ESTRATTO DELLA PAGINA —
################

Midfield: un ultimo giorno di scuola tra strategie e sorpassi spettacolari

Arrivando ad Abu Dhabi, era tanti i temi di discussione che caratterizzavano la midfield: chi avrebbe conquistato il sesto posto nel mondiale piloti tra Pierre Gasly e Carlos Sainz Jr.? Come sarebbe stata l’ultima gara con la Renault per Nico Hulkenberg? La squadra francese sarebbe riuscita a difendere il quinto posto nel mondiale costruttori dalla Toro Rosso? Se nelle posizioni di testa il Gran Premio è sembrato abbastanza scontato in termini sia di performance che di risultati, a centro gruppo, la gara di Yas Marina ci ha regalato tanto spettacolo e una grande varietà di strategie, le quali hanno sicuramente reso questo ultimo appuntamento del mondiale davvero interessante.

################

DATI DISPONIBILI —

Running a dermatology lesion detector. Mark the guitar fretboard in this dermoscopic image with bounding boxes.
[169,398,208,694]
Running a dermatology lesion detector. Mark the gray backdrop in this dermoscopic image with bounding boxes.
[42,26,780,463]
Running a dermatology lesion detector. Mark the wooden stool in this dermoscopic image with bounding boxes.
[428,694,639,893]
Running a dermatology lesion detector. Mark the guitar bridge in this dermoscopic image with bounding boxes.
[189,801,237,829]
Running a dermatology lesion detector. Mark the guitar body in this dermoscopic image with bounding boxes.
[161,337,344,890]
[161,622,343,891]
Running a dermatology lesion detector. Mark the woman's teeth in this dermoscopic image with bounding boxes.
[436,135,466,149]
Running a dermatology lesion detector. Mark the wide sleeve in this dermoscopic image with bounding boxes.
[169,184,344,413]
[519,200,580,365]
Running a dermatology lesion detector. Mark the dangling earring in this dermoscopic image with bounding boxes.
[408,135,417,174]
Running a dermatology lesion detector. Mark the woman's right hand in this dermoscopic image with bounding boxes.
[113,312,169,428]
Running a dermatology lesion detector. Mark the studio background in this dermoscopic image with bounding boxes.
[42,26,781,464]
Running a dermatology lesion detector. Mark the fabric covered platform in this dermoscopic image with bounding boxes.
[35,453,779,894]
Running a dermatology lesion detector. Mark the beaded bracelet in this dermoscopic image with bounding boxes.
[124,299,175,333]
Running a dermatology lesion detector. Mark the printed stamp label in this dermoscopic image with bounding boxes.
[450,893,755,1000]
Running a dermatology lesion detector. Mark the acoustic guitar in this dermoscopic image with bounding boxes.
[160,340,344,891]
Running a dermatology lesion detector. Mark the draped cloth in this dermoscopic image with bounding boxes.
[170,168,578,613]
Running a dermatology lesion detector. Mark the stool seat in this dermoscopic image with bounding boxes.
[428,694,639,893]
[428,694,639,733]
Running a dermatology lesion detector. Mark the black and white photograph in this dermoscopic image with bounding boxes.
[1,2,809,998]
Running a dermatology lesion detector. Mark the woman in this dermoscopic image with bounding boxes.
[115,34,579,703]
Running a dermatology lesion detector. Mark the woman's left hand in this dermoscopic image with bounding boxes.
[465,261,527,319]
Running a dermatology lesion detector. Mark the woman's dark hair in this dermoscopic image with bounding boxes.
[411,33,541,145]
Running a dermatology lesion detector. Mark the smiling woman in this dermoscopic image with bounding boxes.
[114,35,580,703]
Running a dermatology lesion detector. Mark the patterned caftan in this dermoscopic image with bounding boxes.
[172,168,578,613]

################

CONSEGNA 1 —
Elenca tutti i piloti nominati nell'estratto sulla midfield ad Abu Dhabi.
CONSEGNA 2 —
Inserisci in un CSV a due colonne, testo e valore, le voci che iniziano alla riga contenente "Running a dermatology lesion detector. Mark the patterned" e terminano alla fine delle voci. Fai una riga per ogni voce, metti ogni campo tra virgolette e sostituisci gli a capo con spazi.
L'estratto e le voci provengono da fonti diverse.

RISPOSTA 1 —
Pierre Gasly, Carlos Sainz Jr., Nico Hulkenberg

RISPOSTA 2 —
testo,valore
"Running a dermatology lesion detector. Mark the patterned caftan in this dermoscopic image with bounding boxes.","[172,168,578,613]"